Supplied material:
========================================
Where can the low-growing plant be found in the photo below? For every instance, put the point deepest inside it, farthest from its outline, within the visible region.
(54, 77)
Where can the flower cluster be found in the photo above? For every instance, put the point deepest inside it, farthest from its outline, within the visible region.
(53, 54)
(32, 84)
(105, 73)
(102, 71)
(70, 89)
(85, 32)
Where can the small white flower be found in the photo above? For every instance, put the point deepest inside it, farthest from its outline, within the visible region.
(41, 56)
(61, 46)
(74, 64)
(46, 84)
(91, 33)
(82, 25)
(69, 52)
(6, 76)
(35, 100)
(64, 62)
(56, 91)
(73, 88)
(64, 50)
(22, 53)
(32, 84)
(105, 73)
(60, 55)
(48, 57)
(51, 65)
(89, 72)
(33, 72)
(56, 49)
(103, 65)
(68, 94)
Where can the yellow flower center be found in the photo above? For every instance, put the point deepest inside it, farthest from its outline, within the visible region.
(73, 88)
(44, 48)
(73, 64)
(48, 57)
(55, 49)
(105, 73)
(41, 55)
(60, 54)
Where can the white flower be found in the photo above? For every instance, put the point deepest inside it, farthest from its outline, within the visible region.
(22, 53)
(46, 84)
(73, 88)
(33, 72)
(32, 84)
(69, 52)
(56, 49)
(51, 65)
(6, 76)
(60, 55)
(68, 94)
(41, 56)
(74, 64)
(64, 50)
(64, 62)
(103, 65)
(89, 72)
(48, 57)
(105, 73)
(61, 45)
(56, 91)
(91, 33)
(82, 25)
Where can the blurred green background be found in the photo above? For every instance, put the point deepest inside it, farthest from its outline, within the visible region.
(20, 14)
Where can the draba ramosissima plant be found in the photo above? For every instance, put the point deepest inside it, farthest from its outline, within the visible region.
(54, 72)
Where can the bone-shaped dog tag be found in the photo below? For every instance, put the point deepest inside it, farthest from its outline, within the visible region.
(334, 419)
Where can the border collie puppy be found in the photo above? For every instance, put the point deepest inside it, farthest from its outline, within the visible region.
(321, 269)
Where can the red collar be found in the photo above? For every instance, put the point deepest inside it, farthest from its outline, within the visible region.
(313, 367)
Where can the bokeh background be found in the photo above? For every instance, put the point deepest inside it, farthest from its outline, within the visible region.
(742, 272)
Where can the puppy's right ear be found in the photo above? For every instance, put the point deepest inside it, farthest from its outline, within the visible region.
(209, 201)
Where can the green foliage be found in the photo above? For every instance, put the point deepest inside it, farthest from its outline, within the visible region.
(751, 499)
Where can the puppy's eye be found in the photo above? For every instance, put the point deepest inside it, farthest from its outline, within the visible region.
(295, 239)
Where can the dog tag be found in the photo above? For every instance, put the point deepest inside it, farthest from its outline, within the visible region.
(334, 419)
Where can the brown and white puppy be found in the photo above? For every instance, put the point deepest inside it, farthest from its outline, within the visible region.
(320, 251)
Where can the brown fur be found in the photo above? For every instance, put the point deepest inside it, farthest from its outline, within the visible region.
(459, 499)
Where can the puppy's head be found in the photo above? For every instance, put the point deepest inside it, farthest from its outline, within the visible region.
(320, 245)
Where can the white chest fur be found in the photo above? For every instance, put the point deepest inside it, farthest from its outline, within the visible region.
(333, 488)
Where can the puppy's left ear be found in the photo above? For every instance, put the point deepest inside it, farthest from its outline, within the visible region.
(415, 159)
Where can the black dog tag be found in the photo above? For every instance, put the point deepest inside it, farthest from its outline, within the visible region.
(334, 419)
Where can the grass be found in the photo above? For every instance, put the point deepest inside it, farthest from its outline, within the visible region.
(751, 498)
========================================
What is expected: Put every one of the records above into a two-column CSV headed text and answer, with one row per record. Enclose each field in quotes and turn any line breaks within it into spaces.

Exercise output:
text,answer
"Where can the low-growing plant be found in the photo below? For every instance, put the point deepest inside it, farthest from its outline, within the visible region.","(54, 77)"
"Where can the flower cluster be found in the photo above? For every instance, put the point deepest inside it, farthest from its outline, within the visible region.","(53, 54) (32, 84) (105, 73) (102, 71) (70, 89) (85, 32)"
"Where can the small white flower be found in the photo above? For every instance, put the point deepest inside it, farthest from its outline, within the visible region.","(41, 56) (61, 46) (74, 64) (46, 84) (91, 33) (82, 25) (69, 52) (6, 76) (35, 100) (64, 62) (56, 91) (73, 88) (64, 50) (22, 53) (32, 84) (105, 73) (60, 55) (48, 57) (51, 65) (89, 72) (33, 72) (56, 49) (103, 65) (68, 94)"
"Where can the yellow flower center be found in the photo above? For every instance, put the point deepest inside it, farthest from its outline, within the visible region.","(73, 88) (44, 48) (73, 64) (48, 57) (55, 49) (105, 73) (41, 55) (60, 54)"
"Where can the white flower be found in the photo above? For every instance, put the point deepest inside it, farthest from its outline, within the visible region.","(22, 53) (46, 84) (73, 88) (33, 72) (32, 84) (69, 52) (56, 49) (51, 65) (6, 76) (60, 55) (68, 94) (41, 56) (74, 64) (64, 50) (64, 62) (103, 65) (89, 72) (48, 57) (105, 73) (61, 45) (56, 91) (91, 33) (82, 25)"
"Where can the blurred green background be found in the photo above? For every instance, put the point deepest inside it, farthest from its outline, within the visible region.","(20, 14)"
"Where can the draba ramosissima plant be found in the photo above? For every instance, put the point deepest inside it, farthest from its outline, within the visible region.","(54, 72)"
"Where can the bone-shaped dog tag be found in the photo below? For every instance, put the point deepest inside it, farthest from its outline, within the visible region.","(334, 419)"
"Where can the border collie puppy be found in the photo above? For every instance, put the point deepest inside it, farthest from its outline, within the visible region.","(321, 269)"
"Where can the red collar be found in the photo above? For every instance, put the point deepest inside it, farthest from its outline, within the visible region.","(313, 367)"
"Where can the bokeh background be found in the photo above? For every instance, put the point deepest inside it, farthest from its outline, within the visible region.","(742, 272)"
"Where can the puppy's right ear be found in the photo above? For every instance, put the point deepest inside it, farthest from its outline, within the visible region.","(209, 201)"
"Where can the green foliage be found in the photo above? For every instance, put the point deepest inside it, farthest from its outline, within the visible region.","(751, 499)"
"Where can the puppy's eye be found in the photo above? For every instance, put the point deepest inside it, farthest from its outline, within the visible region.","(295, 239)"
"Where can the dog tag be found in the photo above? For every instance, put the point deepest inside it, farthest from its outline, within the visible region.","(334, 419)"
"Where can the brown and white puppy be found in the photo above? For every instance, put the point deepest inside it, farthest from its outline, within the visible region.","(320, 251)"
"Where can the brown fur be found in the photo above? For every instance, put the point deepest inside it, farthest from its outline, within the visible region.","(459, 499)"
"Where can the puppy's head be found in the photo above? For every instance, put the point deepest inside it, farthest from its outline, within the visible region.","(320, 245)"
"Where can the white chest fur be found in the photo above? For every instance, put the point deepest inside it, farthest from its outline, within the visible region.","(333, 488)"
"Where can the puppy's left ear be found in the photo above? For every instance, put the point deepest inside it, farthest from its outline, within the visible region.","(415, 159)"
"Where can the black dog tag be found in the photo above? For every instance, put the point deepest inside it, farthest from its outline, within the visible region.","(334, 419)"
"Where can the grass be found in the photo above? For every instance, put the point deepest inside it, farthest from its outline, within the visible region.","(751, 498)"